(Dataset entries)
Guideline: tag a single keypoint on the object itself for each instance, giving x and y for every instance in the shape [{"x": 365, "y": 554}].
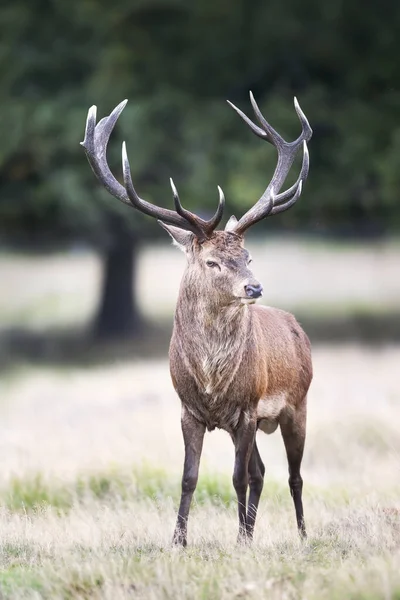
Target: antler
[
  {"x": 95, "y": 145},
  {"x": 272, "y": 202}
]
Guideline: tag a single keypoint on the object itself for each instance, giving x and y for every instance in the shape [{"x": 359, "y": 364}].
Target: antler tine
[
  {"x": 277, "y": 208},
  {"x": 215, "y": 220},
  {"x": 271, "y": 202},
  {"x": 206, "y": 227},
  {"x": 271, "y": 135},
  {"x": 286, "y": 195},
  {"x": 255, "y": 129},
  {"x": 95, "y": 145},
  {"x": 163, "y": 214}
]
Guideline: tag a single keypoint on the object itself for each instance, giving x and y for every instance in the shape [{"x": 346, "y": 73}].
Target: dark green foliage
[{"x": 177, "y": 62}]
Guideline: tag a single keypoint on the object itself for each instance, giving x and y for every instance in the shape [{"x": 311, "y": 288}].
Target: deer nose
[{"x": 253, "y": 290}]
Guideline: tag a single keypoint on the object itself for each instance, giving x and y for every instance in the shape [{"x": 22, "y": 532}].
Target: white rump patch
[{"x": 269, "y": 410}]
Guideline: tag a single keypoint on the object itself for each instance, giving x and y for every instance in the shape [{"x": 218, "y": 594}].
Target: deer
[{"x": 235, "y": 364}]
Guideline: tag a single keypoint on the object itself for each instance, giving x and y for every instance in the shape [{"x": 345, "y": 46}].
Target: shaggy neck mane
[{"x": 211, "y": 337}]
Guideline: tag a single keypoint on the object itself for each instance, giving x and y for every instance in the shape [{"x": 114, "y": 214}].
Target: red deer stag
[{"x": 234, "y": 364}]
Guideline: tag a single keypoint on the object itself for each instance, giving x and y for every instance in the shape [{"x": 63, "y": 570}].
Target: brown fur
[{"x": 235, "y": 366}]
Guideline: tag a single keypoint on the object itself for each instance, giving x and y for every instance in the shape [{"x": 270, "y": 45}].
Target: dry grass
[
  {"x": 90, "y": 463},
  {"x": 90, "y": 459},
  {"x": 308, "y": 277}
]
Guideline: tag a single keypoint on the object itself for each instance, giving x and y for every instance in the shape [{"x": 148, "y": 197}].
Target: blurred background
[
  {"x": 89, "y": 420},
  {"x": 77, "y": 267}
]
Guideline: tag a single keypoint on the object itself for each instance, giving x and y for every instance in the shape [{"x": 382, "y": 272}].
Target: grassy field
[
  {"x": 310, "y": 277},
  {"x": 90, "y": 463},
  {"x": 91, "y": 460}
]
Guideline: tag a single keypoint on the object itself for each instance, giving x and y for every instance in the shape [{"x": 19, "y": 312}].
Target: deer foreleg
[
  {"x": 256, "y": 483},
  {"x": 193, "y": 435},
  {"x": 243, "y": 438}
]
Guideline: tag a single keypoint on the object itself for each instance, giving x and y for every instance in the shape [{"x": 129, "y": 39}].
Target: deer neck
[{"x": 210, "y": 337}]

**Problem**.
Your answer should be the lines from the one containing "Target: deer foreleg" through the end of the records, both included, output exactly and with nothing added.

**Response to this exercise**.
Target: deer foreleg
[
  {"x": 256, "y": 483},
  {"x": 193, "y": 435},
  {"x": 243, "y": 438}
]
Guideline: tag a single keypoint on the object itself for each instance, giving x and y for every instance in the shape [{"x": 129, "y": 39}].
Target: deer neck
[{"x": 210, "y": 337}]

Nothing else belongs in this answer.